**WHAT IS REQUIRED**
Would you quote every entry exactly, dropping only the pictures?
== SUPPLIED INFORMATION ==
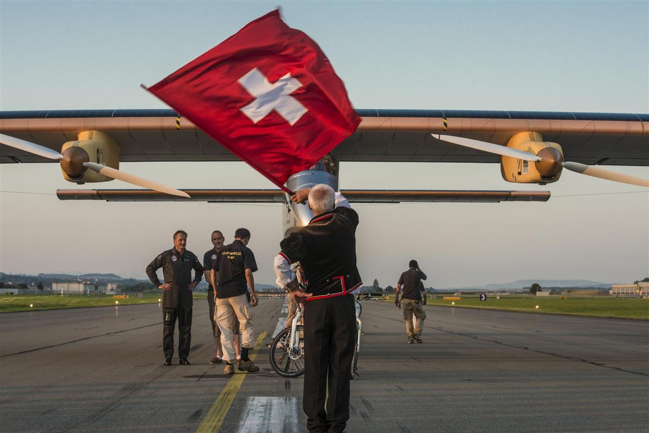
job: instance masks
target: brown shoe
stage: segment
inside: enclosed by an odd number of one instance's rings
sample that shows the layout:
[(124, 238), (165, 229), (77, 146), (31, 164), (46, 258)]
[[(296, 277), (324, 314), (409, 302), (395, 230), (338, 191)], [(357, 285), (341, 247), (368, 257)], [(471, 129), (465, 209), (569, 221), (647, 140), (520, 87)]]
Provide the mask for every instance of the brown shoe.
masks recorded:
[(247, 361), (239, 361), (239, 371), (250, 371), (251, 373), (256, 373), (257, 371), (259, 371), (259, 367), (252, 364), (252, 361), (250, 360), (248, 360)]

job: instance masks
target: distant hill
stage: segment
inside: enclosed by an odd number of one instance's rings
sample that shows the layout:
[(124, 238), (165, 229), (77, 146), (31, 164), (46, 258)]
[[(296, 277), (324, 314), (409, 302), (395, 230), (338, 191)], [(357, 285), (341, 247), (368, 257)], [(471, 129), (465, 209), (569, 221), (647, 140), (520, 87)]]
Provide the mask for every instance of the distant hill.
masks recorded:
[(80, 278), (110, 278), (112, 279), (122, 279), (122, 277), (115, 274), (82, 274)]
[(437, 288), (437, 291), (448, 292), (451, 290), (463, 291), (487, 291), (487, 290), (514, 290), (526, 288), (535, 283), (538, 283), (543, 287), (570, 287), (570, 288), (608, 288), (611, 285), (607, 283), (591, 281), (587, 279), (519, 279), (511, 283), (500, 284), (487, 284), (484, 286), (472, 286), (469, 287), (445, 287)]

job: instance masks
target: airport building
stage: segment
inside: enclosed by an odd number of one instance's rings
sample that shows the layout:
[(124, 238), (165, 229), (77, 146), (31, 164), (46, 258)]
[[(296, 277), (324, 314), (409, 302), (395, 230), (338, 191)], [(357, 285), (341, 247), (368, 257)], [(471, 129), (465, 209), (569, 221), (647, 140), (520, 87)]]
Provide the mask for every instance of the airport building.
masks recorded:
[(611, 296), (649, 296), (649, 282), (641, 281), (637, 284), (614, 284), (609, 293)]
[(116, 283), (53, 283), (52, 292), (69, 294), (84, 295), (90, 294), (111, 294), (117, 292)]

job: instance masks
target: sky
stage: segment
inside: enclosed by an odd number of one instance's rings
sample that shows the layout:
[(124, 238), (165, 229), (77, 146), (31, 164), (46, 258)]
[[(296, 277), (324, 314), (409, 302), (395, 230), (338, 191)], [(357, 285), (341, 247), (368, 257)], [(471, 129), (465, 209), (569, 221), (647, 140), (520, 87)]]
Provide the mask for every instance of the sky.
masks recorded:
[[(358, 108), (649, 112), (649, 3), (0, 1), (0, 110), (166, 108), (153, 84), (279, 5), (327, 54)], [(273, 188), (243, 163), (125, 163), (178, 188)], [(647, 167), (611, 167), (646, 178)], [(539, 186), (498, 165), (341, 163), (345, 189), (549, 190), (545, 203), (357, 205), (364, 283), (411, 259), (427, 287), (649, 275), (649, 193), (564, 171)], [(275, 204), (60, 201), (56, 164), (0, 165), (0, 271), (145, 278), (178, 228), (202, 257), (252, 233), (272, 284)], [(112, 181), (88, 188), (130, 188)]]

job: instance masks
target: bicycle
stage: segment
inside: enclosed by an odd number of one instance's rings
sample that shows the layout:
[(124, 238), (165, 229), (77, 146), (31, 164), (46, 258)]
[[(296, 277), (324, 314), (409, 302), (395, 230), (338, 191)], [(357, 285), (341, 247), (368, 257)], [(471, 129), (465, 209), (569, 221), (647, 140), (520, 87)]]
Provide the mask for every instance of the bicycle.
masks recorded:
[(284, 377), (297, 377), (304, 373), (304, 327), (297, 324), (302, 311), (298, 310), (291, 327), (280, 331), (271, 343), (268, 354), (271, 366)]
[[(358, 375), (358, 351), (361, 345), (361, 331), (363, 322), (360, 316), (360, 303), (356, 301), (356, 338), (354, 343), (351, 375), (353, 379)], [(282, 329), (271, 343), (268, 353), (271, 366), (275, 373), (284, 377), (297, 377), (304, 373), (304, 327), (298, 325), (303, 310), (298, 310), (291, 327)]]
[(356, 303), (356, 317), (360, 317), (361, 312), (363, 310), (363, 307), (361, 306), (360, 301), (367, 301), (368, 299), (371, 299), (373, 301), (378, 300), (378, 299), (373, 296), (371, 293), (369, 293), (368, 292), (365, 292), (362, 295), (360, 293), (358, 295), (356, 295), (356, 298), (354, 299), (354, 303)]

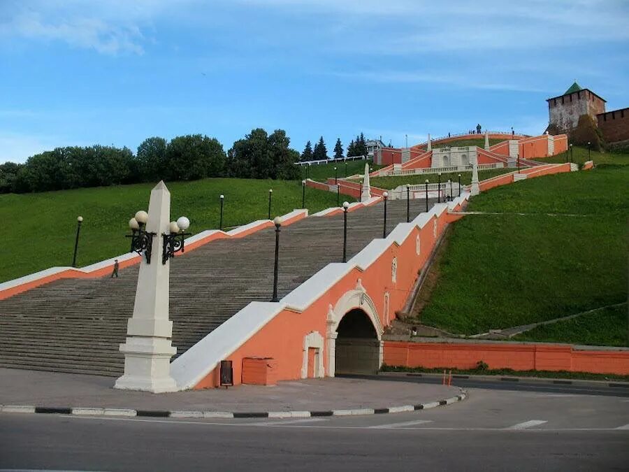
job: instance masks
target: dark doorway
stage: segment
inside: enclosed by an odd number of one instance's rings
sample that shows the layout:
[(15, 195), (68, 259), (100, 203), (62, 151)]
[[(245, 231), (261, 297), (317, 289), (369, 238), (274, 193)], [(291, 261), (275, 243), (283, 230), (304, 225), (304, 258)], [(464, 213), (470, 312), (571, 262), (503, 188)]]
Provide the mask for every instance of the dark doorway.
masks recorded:
[(371, 320), (360, 308), (347, 312), (336, 329), (335, 373), (375, 373), (380, 368), (380, 341)]

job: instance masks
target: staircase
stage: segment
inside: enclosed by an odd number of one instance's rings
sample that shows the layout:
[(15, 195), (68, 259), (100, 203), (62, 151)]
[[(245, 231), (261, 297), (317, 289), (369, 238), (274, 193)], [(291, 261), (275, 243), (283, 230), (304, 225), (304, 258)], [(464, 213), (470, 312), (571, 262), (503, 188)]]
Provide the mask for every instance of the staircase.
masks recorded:
[[(411, 217), (424, 209), (410, 201)], [(388, 203), (389, 231), (406, 221), (406, 201)], [(382, 236), (382, 204), (348, 215), (352, 257)], [(282, 297), (342, 257), (343, 216), (310, 217), (282, 229)], [(217, 240), (171, 262), (173, 345), (180, 355), (250, 301), (273, 292), (275, 231)], [(159, 262), (159, 258), (154, 260)], [(120, 278), (63, 279), (0, 301), (0, 366), (118, 376), (138, 266)]]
===
**EXERCISE RESPONSE**
job: instance masks
target: brown shoe
stage: segment
inside: enclosed by an odd number of one instance's rings
sample that shows the layout:
[(124, 238), (165, 229), (77, 146), (31, 164), (46, 258)]
[[(296, 277), (324, 314), (409, 302), (395, 230), (338, 191)], [(357, 285), (341, 247), (368, 257)], [(471, 129), (465, 209), (569, 221), (647, 140), (520, 87)]]
Provide the mask for every instance of the brown shoe.
masks recorded:
[(247, 361), (239, 361), (239, 371), (250, 371), (251, 373), (256, 373), (257, 371), (259, 371), (259, 367), (252, 364), (252, 361), (250, 360), (248, 360)]

job: instance masks
target: distant hill
stage: segment
inside: enclosed by an odd number of one instance's rings
sample that shows the layout:
[(124, 238), (165, 229), (77, 146), (31, 164), (46, 258)]
[[(296, 277), (324, 314), (409, 302), (395, 230), (338, 191)], [(357, 285), (341, 247), (368, 257)], [(471, 129), (465, 209), (569, 221), (647, 140), (520, 87)]]
Provide the mask for every instance of the distant hill.
masks recorded:
[(80, 278), (110, 278), (112, 279), (122, 279), (122, 277), (115, 274), (82, 274)]
[(437, 288), (437, 291), (448, 292), (451, 290), (463, 291), (487, 291), (487, 290), (514, 290), (526, 288), (535, 283), (538, 283), (543, 287), (570, 287), (570, 288), (608, 288), (611, 285), (607, 283), (591, 281), (587, 279), (519, 279), (511, 283), (500, 284), (487, 284), (484, 286), (472, 286), (469, 287), (445, 287)]

job: instance masks
target: airport building
stage: segment
inside: enclosed by an odd number of one instance's rings
sample that shows the layout:
[(124, 238), (165, 229), (77, 146), (31, 164), (46, 258)]
[[(296, 277), (324, 314), (409, 302), (395, 230), (338, 191)], [(357, 285), (341, 247), (368, 257)], [(471, 129), (465, 209), (569, 221), (647, 140), (520, 87)]]
Provide the mask for every instance of the airport building.
masks recorded:
[(611, 296), (649, 296), (649, 282), (641, 281), (637, 284), (614, 284), (609, 293)]
[(116, 283), (53, 283), (52, 292), (69, 294), (84, 295), (90, 294), (111, 294), (117, 292)]

job: instance masks
target: sky
stage: segment
inside: enclosed by an odd number of one instance's rings
sample that shows the layout:
[(124, 238), (165, 229), (77, 146), (31, 164), (46, 258)]
[[(296, 277), (324, 314), (409, 302), (395, 230), (338, 191)], [(357, 285), (341, 247), (368, 257)], [(471, 129), (465, 209), (569, 221), (647, 140), (520, 87)]]
Provide the mask for every instance of the sky.
masks recorded:
[[(358, 108), (649, 112), (649, 3), (0, 1), (0, 110), (166, 108), (153, 84), (279, 5), (327, 54)], [(273, 188), (243, 163), (125, 163), (178, 188)], [(647, 167), (611, 167), (646, 178)], [(539, 186), (498, 165), (341, 163), (345, 189), (549, 190), (545, 203), (357, 205), (364, 283), (411, 259), (427, 287), (649, 275), (649, 193), (564, 171)], [(275, 204), (60, 201), (56, 164), (0, 165), (0, 271), (145, 278), (178, 228), (202, 257), (252, 233), (272, 284)], [(112, 181), (88, 188), (130, 188)]]

job: instance masks
target: bicycle
stage: segment
inside: enclosed by an odd number of one instance's rings
sample that shows the layout:
[(124, 238), (165, 229), (77, 146), (31, 164), (46, 258)]
[[(296, 277), (324, 314), (409, 302), (395, 230), (338, 191)], [(357, 285), (341, 247), (368, 257)], [(471, 129), (465, 209), (569, 221), (647, 140), (520, 87)]]
Provide the mask for every instance of the bicycle.
masks recorded:
[(284, 377), (297, 377), (304, 373), (304, 327), (297, 324), (302, 311), (298, 310), (291, 327), (280, 331), (271, 343), (268, 354), (271, 366)]
[[(358, 375), (358, 351), (361, 345), (361, 331), (363, 322), (360, 316), (360, 303), (356, 301), (356, 338), (354, 343), (351, 375), (353, 379)], [(282, 329), (271, 343), (268, 353), (271, 366), (275, 373), (284, 377), (297, 377), (304, 373), (304, 327), (298, 325), (303, 310), (298, 310), (291, 327)]]
[(356, 303), (356, 317), (360, 317), (361, 312), (363, 310), (363, 307), (361, 306), (360, 301), (367, 301), (368, 299), (371, 299), (373, 301), (378, 300), (378, 299), (373, 296), (371, 293), (369, 293), (368, 292), (365, 292), (362, 295), (360, 293), (358, 295), (356, 295), (356, 298), (354, 299), (354, 303)]

job: instance masks
target: dark doorway
stage: segment
inside: enclosed by an odd number of one instance's rings
sample that shows the layout:
[(15, 195), (68, 259), (100, 203), (62, 151)]
[[(245, 231), (261, 297), (317, 289), (369, 238), (274, 193)], [(291, 261), (275, 243), (283, 230), (304, 225), (304, 258)], [(464, 213), (470, 312), (571, 262), (503, 188)]]
Provide the mask for every instance of the dark doorway.
masks recorded:
[(371, 320), (360, 308), (347, 312), (336, 329), (335, 373), (375, 373), (380, 368), (380, 341)]

job: instance masks
target: staircase
stage: segment
inside: enclosed by an odd number of one instance's rings
sample that shows the layout:
[(15, 195), (68, 259), (100, 203), (62, 151)]
[[(245, 231), (261, 297), (317, 289), (369, 238), (274, 193)], [(291, 261), (275, 243), (283, 230), (304, 225), (304, 258)], [(464, 213), (470, 312), (571, 262), (503, 188)]]
Provide the mask for every instance of the staircase.
masks recorded:
[[(411, 217), (424, 209), (410, 201)], [(388, 203), (389, 231), (406, 221), (406, 201)], [(382, 236), (382, 204), (348, 215), (352, 257)], [(282, 297), (342, 257), (343, 216), (310, 217), (282, 229)], [(217, 240), (171, 262), (173, 345), (180, 355), (250, 301), (273, 292), (275, 231)], [(159, 262), (159, 258), (154, 260)], [(120, 278), (63, 279), (0, 301), (0, 366), (118, 376), (138, 266)]]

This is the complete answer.